• **RECORDS TO USE**
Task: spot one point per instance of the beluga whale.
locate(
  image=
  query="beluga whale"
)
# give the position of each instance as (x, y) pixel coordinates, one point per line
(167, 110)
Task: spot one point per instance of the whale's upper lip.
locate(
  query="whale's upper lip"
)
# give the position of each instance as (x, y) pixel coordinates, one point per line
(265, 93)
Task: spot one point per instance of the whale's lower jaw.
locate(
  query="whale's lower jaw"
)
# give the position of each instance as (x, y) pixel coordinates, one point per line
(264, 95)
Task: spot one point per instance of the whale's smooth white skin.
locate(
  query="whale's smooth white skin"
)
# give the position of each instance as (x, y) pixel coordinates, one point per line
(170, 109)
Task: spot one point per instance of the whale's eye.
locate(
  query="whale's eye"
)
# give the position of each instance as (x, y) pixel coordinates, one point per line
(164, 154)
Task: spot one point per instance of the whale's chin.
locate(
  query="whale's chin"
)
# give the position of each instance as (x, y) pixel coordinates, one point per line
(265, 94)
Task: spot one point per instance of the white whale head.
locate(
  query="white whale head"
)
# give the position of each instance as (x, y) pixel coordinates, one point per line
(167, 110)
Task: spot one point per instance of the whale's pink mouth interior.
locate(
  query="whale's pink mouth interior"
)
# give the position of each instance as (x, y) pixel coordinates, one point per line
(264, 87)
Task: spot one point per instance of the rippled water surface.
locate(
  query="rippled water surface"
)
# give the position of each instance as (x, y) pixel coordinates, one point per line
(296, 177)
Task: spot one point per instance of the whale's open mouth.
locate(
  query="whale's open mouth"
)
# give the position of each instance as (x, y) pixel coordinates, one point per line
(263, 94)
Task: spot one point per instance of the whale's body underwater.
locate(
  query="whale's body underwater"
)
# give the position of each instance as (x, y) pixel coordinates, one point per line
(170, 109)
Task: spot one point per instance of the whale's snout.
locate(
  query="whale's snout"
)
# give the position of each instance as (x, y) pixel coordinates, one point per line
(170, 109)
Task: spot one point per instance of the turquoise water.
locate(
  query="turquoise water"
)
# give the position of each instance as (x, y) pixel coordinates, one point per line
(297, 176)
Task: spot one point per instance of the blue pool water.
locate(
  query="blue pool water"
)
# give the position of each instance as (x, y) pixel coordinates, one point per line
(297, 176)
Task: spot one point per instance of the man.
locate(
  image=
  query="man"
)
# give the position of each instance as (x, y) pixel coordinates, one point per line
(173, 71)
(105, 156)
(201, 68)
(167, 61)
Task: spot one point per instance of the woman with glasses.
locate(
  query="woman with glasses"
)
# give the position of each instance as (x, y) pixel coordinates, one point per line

• **GIVEN TASK**
Reproduce the entries above in full by retyping them exactly.

• **RESULT OF THE EXERCISE**
Task: spot one point per instance of the beluga whale.
locate(
  image=
  query="beluga whale"
)
# give the position of each instance as (x, y) pixel coordinates, one point per line
(167, 110)
Task: spot one point per instance of the whale's upper lip.
locate(
  query="whale's upper lip"
)
# give the position of each instance as (x, y) pixel coordinates, one point per line
(265, 93)
Task: spot one point per instance of the whale's lower jaw.
locate(
  query="whale's lower jaw"
)
# give the position of each instance as (x, y) pixel coordinates, one point per line
(264, 95)
Task: spot one point per instance of the whale's smooth white skin.
locate(
  query="whale's smooth white skin"
)
# give the position of each instance as (x, y) pixel coordinates, one point per line
(170, 109)
Task: spot one point per instance of the whale's eye.
locate(
  query="whale's eye"
)
# give the position of each instance as (x, y) pixel coordinates, one point per line
(164, 154)
Task: spot one point per instance of the whale's chin.
locate(
  query="whale's chin"
)
# give the position of each instance as (x, y) pixel coordinates, one point per line
(265, 94)
Task: spot one point per instance of the white whale head.
locate(
  query="white whale head"
)
# give the position of each instance as (x, y) pixel coordinates, one point per line
(167, 110)
Task: spot one point per instance of the whale's pink mouth interior.
locate(
  query="whale's pink mouth interior"
)
# give the position of each instance as (x, y) pixel coordinates, one point per line
(264, 87)
Task: spot one point per instance of the rippled water surface.
locate(
  query="rippled water surface"
)
# give the position of each instance as (x, y) pixel coordinates, one point per line
(296, 177)
Task: spot one point per instance of the whale's open mouth.
locate(
  query="whale's open mouth"
)
# give the position of each instance as (x, y) pixel coordinates, one point per line
(263, 94)
Task: spot one point per instance of the whale's body underwater.
locate(
  query="whale's body underwater"
)
# give the position of each instance as (x, y) pixel coordinates, one point per line
(170, 109)
Task: spot one point per instance of the whale's snout.
locate(
  query="whale's snout"
)
# give the position of each instance as (x, y) pixel coordinates, one point per line
(170, 109)
Task: spot one point per instance of the turquoise water.
locate(
  query="turquoise water"
)
# give the position of each instance as (x, y) pixel coordinates, one point per line
(297, 176)
Task: spot one point per instance of the blue pool water.
locate(
  query="blue pool water"
)
# give the position of each instance as (x, y) pixel coordinates, one point per line
(297, 176)
Task: spot one point per instance of the man.
locate(
  image=
  query="man"
)
# give the position of each instance as (x, y) pixel coordinates, one point per line
(173, 71)
(105, 156)
(201, 68)
(167, 61)
Task: spot one point per instance of the woman with glasses.
locate(
  query="woman with glasses"
)
# give the position of each instance as (x, y) pixel coordinates, one point per line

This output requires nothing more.